Rabu, 14 Maret 2018

Sensasi Melampaui Ekspektasi

Sensasi Melampaui Ekspektasi
Lasarus Jehamat  ;   Dosen Sosiologi FISIP Undana Kupang
                                              MEDIA INDONESIA, 13 Maret 2018



                                                           
HINGGA Februari 2018, Komisi Pemberantasan Korupsi (KPK) telah menangkap 10 kepala daerah karena korupsi. Dari jumlah itu, tujuh orang ialah bupati, sedangkan sisanya masing-masing seorang wali kota dan gubernur dan seorang lagi calon gubernur (Media Indonesia, 12/03).

Belum selesai proses hukum atas ke-10 orang itu, Ketua KPK Agus Rahardjo mengeluarkan pernyataan menarik. Menurut Agus Rahardjo, 34 calon kepala daerah di pilkada serentak 2018 diduga terlibat korupsi dan segera menjadi tersangka.

• TUGAS ANDA
(a) Menurut teks pilihan, berapa orang bupati di antara kepala daerah yang ditangkap KPK hingga Februari 2018?
(b) Tentukan apakah setiap pernyataan berikut sesuai dengan teks pilihan, lalu kutip kata-kata dari teks yang menjadi dasarnya.
(i) Ketua KPK yang disebut dalam teks adalah Agus Rahardjo.
(ii) Proses hukum atas sepuluh kepala daerah yang ditangkap sudah selesai.
(iii) Agus Rahardjo menyatakan 34 calon kepala daerah di pilkada serentak 2018 diduga terlibat korupsi.
(c) Salin persis bagian teks pilihan yang dimulai dengan "Belum selesai proses" dan berlanjut sampai "segera menjadi tersangka.".
Item-item ini diambil dari sumber lain, bukan dari teks pilihan.

• KUMPULAN ITEM
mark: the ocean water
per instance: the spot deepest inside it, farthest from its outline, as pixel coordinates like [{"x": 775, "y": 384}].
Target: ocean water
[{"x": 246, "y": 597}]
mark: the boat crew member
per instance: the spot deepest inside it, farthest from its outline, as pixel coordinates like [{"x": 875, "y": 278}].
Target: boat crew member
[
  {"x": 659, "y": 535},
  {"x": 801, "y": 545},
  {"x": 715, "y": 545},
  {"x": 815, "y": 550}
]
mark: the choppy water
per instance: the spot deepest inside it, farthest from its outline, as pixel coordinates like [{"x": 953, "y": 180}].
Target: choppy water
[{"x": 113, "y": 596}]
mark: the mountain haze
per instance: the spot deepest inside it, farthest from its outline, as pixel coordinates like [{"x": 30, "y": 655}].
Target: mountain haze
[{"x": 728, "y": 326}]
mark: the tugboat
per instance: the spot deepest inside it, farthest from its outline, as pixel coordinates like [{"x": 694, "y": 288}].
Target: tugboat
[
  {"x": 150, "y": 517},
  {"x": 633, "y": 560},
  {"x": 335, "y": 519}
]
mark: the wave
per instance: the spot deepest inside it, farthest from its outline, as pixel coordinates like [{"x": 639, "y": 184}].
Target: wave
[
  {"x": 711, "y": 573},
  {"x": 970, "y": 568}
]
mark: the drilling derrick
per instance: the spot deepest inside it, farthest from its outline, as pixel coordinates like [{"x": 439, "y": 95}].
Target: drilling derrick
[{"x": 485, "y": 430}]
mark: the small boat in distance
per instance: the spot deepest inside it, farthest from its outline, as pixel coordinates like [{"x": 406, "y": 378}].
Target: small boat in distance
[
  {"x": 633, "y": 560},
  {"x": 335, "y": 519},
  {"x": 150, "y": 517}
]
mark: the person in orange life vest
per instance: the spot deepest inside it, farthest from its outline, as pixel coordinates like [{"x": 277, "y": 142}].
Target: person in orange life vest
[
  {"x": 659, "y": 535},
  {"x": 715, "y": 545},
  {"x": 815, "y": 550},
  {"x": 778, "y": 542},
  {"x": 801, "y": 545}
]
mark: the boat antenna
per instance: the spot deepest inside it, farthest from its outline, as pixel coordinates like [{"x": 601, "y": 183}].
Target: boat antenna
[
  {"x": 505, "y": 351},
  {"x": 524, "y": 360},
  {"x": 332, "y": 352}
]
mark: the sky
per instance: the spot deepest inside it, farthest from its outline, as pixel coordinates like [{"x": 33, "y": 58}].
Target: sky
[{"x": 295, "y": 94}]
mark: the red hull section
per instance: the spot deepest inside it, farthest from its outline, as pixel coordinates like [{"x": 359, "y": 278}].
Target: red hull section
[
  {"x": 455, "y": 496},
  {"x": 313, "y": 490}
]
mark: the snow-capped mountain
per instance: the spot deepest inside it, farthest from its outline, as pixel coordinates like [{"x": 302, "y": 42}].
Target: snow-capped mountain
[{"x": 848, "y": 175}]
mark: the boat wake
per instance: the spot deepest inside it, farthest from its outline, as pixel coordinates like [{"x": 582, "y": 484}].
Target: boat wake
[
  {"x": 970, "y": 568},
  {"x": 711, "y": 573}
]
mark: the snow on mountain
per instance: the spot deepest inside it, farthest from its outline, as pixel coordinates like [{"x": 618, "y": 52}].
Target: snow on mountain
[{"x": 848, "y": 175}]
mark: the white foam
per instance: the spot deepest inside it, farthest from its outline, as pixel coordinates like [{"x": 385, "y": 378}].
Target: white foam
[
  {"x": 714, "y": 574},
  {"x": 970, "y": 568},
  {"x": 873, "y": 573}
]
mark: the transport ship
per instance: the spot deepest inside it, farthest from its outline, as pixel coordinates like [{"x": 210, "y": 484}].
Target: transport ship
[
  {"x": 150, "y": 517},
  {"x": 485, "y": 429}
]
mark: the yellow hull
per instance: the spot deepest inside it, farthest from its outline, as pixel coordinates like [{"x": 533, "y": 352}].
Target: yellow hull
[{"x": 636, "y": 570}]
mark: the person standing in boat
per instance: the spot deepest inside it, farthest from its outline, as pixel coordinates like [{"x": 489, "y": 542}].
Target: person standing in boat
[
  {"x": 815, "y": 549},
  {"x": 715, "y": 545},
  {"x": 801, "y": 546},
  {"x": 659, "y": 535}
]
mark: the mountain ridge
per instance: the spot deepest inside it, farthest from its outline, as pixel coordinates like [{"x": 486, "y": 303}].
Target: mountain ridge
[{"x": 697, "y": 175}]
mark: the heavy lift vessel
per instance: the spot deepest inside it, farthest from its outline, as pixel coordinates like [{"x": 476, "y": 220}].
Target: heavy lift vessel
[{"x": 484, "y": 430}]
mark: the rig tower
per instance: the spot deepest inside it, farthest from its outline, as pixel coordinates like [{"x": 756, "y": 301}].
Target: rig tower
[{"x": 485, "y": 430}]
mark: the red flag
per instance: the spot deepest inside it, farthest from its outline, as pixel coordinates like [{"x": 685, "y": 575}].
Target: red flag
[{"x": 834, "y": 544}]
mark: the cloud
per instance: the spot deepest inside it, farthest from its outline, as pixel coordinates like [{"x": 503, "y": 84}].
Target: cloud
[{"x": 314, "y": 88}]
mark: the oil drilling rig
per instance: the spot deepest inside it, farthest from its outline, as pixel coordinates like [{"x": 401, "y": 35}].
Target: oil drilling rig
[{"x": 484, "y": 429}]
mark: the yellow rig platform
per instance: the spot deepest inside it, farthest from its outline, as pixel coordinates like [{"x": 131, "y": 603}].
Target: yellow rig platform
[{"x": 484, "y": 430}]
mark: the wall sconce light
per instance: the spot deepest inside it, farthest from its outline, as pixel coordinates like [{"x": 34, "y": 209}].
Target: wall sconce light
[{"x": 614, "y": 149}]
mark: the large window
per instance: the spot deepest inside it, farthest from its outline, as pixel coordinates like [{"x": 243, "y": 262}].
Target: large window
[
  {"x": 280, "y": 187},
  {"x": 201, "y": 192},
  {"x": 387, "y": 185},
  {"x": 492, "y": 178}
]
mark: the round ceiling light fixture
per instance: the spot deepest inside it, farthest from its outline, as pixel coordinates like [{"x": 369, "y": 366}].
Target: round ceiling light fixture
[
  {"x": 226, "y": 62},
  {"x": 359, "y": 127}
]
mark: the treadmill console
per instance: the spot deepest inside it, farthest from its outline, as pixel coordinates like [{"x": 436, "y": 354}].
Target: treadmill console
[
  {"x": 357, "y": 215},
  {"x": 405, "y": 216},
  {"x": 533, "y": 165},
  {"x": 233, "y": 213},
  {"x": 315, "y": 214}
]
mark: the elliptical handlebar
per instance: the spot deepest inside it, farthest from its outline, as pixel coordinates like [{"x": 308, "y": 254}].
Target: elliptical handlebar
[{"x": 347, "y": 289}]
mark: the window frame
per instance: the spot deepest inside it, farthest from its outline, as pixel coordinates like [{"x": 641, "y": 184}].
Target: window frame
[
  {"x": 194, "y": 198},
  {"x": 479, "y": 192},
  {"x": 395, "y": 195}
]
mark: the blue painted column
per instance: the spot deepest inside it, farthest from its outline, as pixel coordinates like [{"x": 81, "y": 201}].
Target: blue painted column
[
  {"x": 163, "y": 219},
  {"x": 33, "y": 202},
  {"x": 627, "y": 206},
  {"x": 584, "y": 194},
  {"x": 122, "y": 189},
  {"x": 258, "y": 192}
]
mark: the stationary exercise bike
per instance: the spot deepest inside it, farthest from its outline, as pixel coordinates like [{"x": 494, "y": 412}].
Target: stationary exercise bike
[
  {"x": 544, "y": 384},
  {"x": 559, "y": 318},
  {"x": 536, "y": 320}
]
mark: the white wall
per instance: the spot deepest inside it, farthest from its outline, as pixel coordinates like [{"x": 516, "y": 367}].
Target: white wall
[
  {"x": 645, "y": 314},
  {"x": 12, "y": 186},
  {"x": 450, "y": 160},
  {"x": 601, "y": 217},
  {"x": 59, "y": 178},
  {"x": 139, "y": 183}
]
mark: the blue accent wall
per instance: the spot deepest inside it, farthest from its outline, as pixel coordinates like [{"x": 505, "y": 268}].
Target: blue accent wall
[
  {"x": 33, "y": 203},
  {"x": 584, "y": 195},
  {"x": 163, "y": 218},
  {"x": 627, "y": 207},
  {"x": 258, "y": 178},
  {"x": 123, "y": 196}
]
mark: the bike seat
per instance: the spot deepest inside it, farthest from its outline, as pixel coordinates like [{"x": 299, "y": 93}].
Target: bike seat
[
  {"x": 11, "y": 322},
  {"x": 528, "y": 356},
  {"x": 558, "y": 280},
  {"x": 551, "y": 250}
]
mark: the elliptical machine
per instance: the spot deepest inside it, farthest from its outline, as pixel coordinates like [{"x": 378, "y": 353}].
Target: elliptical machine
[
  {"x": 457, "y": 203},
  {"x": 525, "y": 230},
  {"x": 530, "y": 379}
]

• JAWABAN PER TUGAS
(a) Tujuh orang.

(b)
(i) Ya: "Ketua KPK Agus Rahardjo mengeluarkan pernyataan menarik."
(ii) Tidak: "Belum selesai proses hukum atas ke-10 orang itu"
(iii) Ya: "Menurut Agus Rahardjo, 34 calon kepala daerah di pilkada serentak 2018 diduga terlibat korupsi dan segera menjadi tersangka."

(c)
Belum selesai proses hukum atas ke-10 orang itu, Ketua KPK Agus Rahardjo mengeluarkan pernyataan menarik. Menurut Agus Rahardjo, 34 calon kepala daerah di pilkada serentak 2018 diduga terlibat korupsi dan segera menjadi tersangka.